───── RECORDS PROVIDED
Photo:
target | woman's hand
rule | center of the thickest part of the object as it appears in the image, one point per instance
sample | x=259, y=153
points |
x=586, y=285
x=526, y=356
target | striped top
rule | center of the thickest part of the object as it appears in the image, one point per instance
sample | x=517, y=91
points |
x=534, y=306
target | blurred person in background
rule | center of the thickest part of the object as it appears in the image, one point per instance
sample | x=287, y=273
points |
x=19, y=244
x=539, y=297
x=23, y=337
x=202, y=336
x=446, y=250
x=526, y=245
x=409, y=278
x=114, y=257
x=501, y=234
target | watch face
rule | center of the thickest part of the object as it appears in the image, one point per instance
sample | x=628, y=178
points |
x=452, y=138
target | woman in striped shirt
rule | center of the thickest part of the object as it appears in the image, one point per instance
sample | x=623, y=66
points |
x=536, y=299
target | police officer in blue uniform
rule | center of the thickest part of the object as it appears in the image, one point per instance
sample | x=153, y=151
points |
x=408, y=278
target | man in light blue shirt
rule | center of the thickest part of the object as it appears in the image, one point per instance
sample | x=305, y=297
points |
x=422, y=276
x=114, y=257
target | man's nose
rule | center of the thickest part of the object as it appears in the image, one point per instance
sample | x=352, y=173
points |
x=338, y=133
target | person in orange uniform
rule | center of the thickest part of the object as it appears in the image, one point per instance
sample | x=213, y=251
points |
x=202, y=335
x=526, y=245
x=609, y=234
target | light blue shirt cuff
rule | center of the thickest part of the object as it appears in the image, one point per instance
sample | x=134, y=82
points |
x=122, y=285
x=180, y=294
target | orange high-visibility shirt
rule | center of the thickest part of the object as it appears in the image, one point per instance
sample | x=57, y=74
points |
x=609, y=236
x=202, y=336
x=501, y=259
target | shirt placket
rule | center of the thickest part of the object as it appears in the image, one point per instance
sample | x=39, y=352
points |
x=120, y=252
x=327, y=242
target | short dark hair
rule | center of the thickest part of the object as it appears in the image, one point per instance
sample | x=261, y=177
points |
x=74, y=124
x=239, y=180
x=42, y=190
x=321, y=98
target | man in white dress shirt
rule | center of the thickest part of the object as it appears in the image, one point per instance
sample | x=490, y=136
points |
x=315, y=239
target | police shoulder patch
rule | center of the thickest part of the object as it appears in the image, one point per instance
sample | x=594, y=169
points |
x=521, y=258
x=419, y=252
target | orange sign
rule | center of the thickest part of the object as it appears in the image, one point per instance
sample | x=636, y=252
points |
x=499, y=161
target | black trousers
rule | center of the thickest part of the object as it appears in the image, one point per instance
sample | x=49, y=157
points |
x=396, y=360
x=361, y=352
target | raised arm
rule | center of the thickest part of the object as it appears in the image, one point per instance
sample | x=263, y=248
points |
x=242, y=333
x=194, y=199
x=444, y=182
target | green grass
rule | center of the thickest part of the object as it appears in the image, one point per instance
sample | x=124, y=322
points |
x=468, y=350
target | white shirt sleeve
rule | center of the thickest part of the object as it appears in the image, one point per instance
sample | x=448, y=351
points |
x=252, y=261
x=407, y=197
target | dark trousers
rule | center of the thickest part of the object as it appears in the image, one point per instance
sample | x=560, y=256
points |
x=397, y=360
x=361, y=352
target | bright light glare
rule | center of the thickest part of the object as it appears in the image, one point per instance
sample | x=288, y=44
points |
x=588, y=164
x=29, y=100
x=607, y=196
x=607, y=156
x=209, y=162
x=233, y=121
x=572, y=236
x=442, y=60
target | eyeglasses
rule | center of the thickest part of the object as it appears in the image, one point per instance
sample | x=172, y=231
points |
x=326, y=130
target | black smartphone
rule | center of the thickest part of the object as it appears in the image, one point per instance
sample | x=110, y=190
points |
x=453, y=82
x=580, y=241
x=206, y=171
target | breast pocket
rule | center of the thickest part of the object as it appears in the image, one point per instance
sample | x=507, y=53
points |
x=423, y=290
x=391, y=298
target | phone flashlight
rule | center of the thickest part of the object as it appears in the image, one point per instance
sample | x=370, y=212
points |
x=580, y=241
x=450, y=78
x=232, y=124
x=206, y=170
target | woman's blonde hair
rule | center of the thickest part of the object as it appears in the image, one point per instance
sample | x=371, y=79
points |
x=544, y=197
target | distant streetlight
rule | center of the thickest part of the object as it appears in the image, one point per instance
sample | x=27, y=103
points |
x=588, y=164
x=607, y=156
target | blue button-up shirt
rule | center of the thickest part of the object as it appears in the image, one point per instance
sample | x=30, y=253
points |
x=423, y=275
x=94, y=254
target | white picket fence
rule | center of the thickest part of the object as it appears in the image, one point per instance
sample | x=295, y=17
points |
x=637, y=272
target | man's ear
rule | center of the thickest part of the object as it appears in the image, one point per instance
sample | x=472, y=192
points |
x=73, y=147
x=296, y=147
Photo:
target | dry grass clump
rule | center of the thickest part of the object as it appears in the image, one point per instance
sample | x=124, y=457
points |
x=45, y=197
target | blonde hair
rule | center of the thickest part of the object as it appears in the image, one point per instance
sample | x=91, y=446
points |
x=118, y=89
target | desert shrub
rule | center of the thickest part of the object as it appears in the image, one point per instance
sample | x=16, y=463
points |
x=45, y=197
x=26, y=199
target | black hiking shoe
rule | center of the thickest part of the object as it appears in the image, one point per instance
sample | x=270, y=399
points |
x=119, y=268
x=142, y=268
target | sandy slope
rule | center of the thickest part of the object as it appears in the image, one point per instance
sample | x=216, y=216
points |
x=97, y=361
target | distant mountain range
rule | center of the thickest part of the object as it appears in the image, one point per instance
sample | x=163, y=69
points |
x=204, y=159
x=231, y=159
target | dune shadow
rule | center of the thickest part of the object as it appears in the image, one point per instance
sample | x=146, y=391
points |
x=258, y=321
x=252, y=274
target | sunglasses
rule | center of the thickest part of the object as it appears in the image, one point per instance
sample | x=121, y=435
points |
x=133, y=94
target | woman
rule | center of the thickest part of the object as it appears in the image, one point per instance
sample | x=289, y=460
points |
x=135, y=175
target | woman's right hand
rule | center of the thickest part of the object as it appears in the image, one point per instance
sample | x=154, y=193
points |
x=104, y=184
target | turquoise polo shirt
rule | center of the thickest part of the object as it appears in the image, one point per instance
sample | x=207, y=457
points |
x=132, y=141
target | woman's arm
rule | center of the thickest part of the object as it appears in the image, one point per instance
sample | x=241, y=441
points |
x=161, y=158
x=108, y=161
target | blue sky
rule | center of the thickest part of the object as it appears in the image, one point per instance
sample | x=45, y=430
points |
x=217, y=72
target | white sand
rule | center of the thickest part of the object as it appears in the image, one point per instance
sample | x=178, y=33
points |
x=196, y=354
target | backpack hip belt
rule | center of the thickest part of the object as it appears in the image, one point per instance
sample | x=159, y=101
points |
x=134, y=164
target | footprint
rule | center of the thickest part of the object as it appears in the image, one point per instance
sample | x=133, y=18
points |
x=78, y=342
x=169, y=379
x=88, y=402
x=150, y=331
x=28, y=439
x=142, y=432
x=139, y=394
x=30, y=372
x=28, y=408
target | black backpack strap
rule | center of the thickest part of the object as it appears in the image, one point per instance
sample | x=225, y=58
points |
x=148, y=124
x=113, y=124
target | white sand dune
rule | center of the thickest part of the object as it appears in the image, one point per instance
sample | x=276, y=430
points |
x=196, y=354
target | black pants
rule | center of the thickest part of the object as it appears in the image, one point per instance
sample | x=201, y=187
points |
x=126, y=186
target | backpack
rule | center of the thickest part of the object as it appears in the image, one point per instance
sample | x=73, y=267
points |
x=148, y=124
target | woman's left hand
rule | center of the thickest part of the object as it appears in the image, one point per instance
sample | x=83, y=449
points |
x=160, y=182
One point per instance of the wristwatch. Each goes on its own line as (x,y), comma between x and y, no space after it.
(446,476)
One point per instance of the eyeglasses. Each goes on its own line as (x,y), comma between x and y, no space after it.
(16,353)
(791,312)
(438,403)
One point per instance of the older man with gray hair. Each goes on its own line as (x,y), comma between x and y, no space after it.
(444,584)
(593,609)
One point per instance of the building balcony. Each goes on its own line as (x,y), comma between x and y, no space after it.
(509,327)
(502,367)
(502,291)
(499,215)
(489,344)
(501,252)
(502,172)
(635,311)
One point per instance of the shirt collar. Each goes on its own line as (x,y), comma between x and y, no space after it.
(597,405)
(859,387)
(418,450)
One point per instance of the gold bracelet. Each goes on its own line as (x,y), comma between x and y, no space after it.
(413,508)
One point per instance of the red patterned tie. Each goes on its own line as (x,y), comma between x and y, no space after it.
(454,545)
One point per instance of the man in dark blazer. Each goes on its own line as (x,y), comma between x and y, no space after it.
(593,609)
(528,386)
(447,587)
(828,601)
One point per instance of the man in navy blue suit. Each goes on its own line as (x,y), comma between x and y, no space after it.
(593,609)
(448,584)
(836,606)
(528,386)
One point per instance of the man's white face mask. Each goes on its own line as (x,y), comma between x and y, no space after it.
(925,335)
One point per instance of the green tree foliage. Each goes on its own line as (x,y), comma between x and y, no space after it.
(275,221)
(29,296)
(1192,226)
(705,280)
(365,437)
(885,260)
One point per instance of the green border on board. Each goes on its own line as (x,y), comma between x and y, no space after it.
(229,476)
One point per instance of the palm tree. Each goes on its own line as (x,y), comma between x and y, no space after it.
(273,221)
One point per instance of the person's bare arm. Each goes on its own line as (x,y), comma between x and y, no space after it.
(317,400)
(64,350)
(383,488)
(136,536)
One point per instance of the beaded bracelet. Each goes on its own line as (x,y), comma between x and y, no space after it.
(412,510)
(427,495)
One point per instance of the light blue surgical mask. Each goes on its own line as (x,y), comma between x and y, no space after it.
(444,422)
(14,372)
──────────
## [TASK TO COMPLETE]
For each line in the records that contains the word "backpack", make a copy.

## [WRITTEN REPLY]
target | backpack hip belt
target | black backpack strap
target | backpack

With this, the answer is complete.